### Task instructions
Return the data below verbatim, with every line unchanged and in its original order.

— begin Data provided —

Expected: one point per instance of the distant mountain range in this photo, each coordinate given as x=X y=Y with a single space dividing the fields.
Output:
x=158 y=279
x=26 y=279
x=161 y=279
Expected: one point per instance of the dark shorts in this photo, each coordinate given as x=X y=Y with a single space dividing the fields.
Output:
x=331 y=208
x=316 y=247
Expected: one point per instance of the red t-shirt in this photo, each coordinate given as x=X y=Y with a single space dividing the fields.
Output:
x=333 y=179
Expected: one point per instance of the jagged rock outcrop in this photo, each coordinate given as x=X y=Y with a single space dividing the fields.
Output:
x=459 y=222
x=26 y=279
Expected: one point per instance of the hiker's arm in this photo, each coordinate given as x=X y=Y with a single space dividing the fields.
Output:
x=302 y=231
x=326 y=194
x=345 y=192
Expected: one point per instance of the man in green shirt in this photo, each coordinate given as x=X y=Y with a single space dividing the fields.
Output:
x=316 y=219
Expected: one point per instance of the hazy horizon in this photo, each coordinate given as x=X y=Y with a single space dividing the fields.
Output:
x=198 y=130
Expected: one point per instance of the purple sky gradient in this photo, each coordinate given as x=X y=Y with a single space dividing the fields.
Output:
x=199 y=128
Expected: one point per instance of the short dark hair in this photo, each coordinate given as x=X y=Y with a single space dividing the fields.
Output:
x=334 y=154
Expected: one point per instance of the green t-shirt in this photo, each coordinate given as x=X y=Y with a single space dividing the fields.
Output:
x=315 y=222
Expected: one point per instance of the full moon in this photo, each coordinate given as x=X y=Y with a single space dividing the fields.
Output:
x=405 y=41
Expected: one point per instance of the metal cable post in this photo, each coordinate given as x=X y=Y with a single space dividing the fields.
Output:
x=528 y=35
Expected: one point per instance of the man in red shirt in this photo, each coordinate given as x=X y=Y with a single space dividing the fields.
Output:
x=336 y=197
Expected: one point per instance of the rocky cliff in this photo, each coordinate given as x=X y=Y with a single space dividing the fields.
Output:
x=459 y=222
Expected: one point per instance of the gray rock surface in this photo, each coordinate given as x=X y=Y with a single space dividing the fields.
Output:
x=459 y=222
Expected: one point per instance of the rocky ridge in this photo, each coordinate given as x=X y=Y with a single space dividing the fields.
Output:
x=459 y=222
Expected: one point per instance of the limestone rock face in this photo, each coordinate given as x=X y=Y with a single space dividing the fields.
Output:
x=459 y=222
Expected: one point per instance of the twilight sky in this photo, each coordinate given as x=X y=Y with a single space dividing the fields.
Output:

— end Data provided —

### Full output
Expected: one point per instance of the distant mountain range in this photo, each coordinate given as x=X y=Y with a single space dividing the fields.
Output:
x=158 y=279
x=26 y=279
x=161 y=279
Expected: one point per instance of the dark shorts in this photo, each coordinate given as x=X y=Y with a single space dividing the fields.
Output:
x=331 y=208
x=316 y=247
Expected: one point per instance of the red t-shirt in this photo, each coordinate given as x=X y=Y with a single space dividing the fields.
Output:
x=333 y=179
Expected: one point per instance of the jagged rock outcrop in this photo, each coordinate given as x=X y=Y with a single space dividing the fields.
Output:
x=459 y=222
x=26 y=279
Expected: one point per instance of the hiker's arm in this photo, each coordinate given as x=X y=Y with a single space dividing the fields.
Output:
x=302 y=231
x=326 y=194
x=345 y=192
Expected: one point per instance of the man in green shirt in this photo, each coordinate given as x=X y=Y with a single space dividing the fields.
Output:
x=316 y=219
Expected: one point per instance of the hazy horizon in this photo, each coordinate given as x=X y=Y with a single space dividing the fields.
Output:
x=198 y=130
Expected: one point per instance of the purple sky gradient in this photo, each coordinate given as x=X y=Y with a single space dividing the fields.
Output:
x=199 y=128
Expected: one point per instance of the short dark hair in this photo, each coordinate given as x=X y=Y with a single space dividing the fields.
Output:
x=334 y=154
Expected: one point per instance of the green t-shirt in this photo, each coordinate given as x=X y=Y with a single space dividing the fields.
Output:
x=315 y=222
Expected: one point per instance of the full moon in this photo, each coordinate given as x=X y=Y with a single space dividing the fields.
Output:
x=405 y=41
Expected: one point per instance of the metal cable post in this photo, each coordinate given as x=X y=Y with a single space dividing the fields.
Output:
x=528 y=35
Expected: one point per instance of the man in red shirt in this photo, each coordinate given as x=X y=Y with a single space dividing the fields.
Output:
x=336 y=197
Expected: one point per instance of the rocky cliff in this photo, each coordinate given as x=X y=Y with a single space dividing the fields.
Output:
x=459 y=222
Expected: one point per instance of the gray rock surface in this photo, each coordinate given as x=X y=Y with a single space dividing the fields.
Output:
x=459 y=222
Expected: one point per instance of the rocky ridge in this photo, each coordinate given as x=X y=Y with a single space dividing the fields.
Output:
x=459 y=222
Expected: one point per instance of the limestone rock face in this photo, each coordinate given as x=X y=Y with a single space dividing the fields.
Output:
x=459 y=222
Expected: one point per instance of the twilight sky in this photo, each coordinate given as x=X y=Y with a single space dividing the fields.
Output:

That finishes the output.